Exploratory data analysis on P/E ratio of Indian Stocks

Posted on March 31, 2014 by saptarsi goswami in R bloggers | 0 Comments

[This article was first published on meet Saptarsi, and kindly contributed to R-bloggers]. (You can report issue about the content on this page here)

Want to share your content on R-bloggers? click here if you have a blog, or here if you don't.

Price Earnings ratio (P/E) is one of the very popular ratios reported with all stocks. Very simply this is thought as – Current Market Price / Earning per Share. An operational definition of Earning per Share would be Total profit divided by # of Shares . I will redirect interested readers for further reading to

www.investopedia.com/terms/p/price–earningsratio.asp

In this post, I would just like to show, how we can grab P/E data from Web and create some visualizations on it. My focus right now is Indian stocks and I intend to use the below website

http://www.indiainfoline.com/MarketStatistics/PE-Ratios/

So my first step is gearing up for the data extraction and essentially that is the most non-trivial task. As shown in the figure below, there is separate pages for each sector and we need to click on individual links , to go to that page and get the P/E ratios.

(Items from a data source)
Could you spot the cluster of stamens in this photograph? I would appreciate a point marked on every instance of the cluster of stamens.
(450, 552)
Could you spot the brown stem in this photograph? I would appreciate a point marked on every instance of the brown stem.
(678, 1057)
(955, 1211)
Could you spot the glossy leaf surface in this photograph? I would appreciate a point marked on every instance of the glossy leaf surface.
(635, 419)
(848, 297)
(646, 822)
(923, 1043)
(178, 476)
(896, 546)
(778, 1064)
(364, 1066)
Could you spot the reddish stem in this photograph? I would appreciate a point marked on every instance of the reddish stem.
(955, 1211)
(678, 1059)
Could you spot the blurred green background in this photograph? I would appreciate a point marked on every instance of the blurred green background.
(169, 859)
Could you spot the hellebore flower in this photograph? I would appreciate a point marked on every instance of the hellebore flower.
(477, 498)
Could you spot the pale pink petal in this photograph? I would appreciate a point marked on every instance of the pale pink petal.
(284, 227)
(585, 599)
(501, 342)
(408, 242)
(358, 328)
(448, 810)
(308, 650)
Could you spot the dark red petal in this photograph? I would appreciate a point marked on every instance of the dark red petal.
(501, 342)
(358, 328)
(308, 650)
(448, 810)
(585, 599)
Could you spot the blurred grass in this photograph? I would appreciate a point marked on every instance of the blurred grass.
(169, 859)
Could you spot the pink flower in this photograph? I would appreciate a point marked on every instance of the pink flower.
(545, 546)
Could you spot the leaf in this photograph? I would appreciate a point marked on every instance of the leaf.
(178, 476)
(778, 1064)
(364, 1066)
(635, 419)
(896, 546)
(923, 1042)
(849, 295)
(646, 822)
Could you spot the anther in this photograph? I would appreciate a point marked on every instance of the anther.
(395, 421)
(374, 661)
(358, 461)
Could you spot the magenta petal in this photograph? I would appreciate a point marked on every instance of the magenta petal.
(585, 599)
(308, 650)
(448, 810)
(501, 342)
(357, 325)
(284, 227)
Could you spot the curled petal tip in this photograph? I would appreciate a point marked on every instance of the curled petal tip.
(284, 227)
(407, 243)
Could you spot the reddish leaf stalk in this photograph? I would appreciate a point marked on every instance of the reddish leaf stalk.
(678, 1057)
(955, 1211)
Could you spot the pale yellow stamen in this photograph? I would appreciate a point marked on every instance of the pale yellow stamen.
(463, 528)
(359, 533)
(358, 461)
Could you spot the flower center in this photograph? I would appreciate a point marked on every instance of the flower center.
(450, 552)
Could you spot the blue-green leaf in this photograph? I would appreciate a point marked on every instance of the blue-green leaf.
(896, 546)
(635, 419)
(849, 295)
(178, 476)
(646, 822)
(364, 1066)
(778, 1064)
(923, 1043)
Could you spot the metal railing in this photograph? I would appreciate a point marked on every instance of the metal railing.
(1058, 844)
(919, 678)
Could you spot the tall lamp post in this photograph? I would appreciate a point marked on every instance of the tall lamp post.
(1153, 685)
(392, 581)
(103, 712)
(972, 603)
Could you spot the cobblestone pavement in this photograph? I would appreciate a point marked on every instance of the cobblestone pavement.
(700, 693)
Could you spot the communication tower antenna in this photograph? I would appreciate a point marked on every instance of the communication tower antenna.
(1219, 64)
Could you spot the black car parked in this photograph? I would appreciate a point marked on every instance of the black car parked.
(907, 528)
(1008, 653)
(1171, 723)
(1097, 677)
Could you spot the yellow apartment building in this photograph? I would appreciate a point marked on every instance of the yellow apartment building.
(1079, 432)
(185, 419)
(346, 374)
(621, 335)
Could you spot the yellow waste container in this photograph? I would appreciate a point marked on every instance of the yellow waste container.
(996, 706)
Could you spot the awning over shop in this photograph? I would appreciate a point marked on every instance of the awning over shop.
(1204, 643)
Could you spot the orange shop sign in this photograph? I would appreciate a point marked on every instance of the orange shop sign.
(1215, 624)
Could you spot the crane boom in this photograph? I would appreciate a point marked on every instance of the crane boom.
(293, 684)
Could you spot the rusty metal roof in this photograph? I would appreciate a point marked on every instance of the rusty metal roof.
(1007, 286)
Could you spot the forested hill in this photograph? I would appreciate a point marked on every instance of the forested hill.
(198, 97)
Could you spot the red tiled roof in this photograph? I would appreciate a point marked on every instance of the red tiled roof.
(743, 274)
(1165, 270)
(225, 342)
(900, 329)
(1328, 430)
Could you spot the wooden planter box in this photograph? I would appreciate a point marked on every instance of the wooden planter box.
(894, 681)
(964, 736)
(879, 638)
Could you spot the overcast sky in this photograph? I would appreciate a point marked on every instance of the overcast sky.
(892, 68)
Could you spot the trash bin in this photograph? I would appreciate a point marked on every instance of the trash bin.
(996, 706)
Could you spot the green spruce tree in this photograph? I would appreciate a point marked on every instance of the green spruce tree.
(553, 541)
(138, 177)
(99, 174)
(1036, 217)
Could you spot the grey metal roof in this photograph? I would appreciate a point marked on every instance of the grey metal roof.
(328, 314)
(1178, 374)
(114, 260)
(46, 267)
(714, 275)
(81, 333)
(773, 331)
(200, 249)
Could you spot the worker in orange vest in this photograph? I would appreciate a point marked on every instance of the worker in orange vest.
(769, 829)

> _Exercise prompt_
Condense the paragraph of the post on P/E ratios of Indian stocks that begins "So my first step" into a short bulleted list that keeps its main facts.

> _Result of this task_
- The first step is preparing for data extraction, which is the most non-trivial task.
- Each sector has its own separate page.
- Individual links must be clicked to reach each page and get the P/E ratios.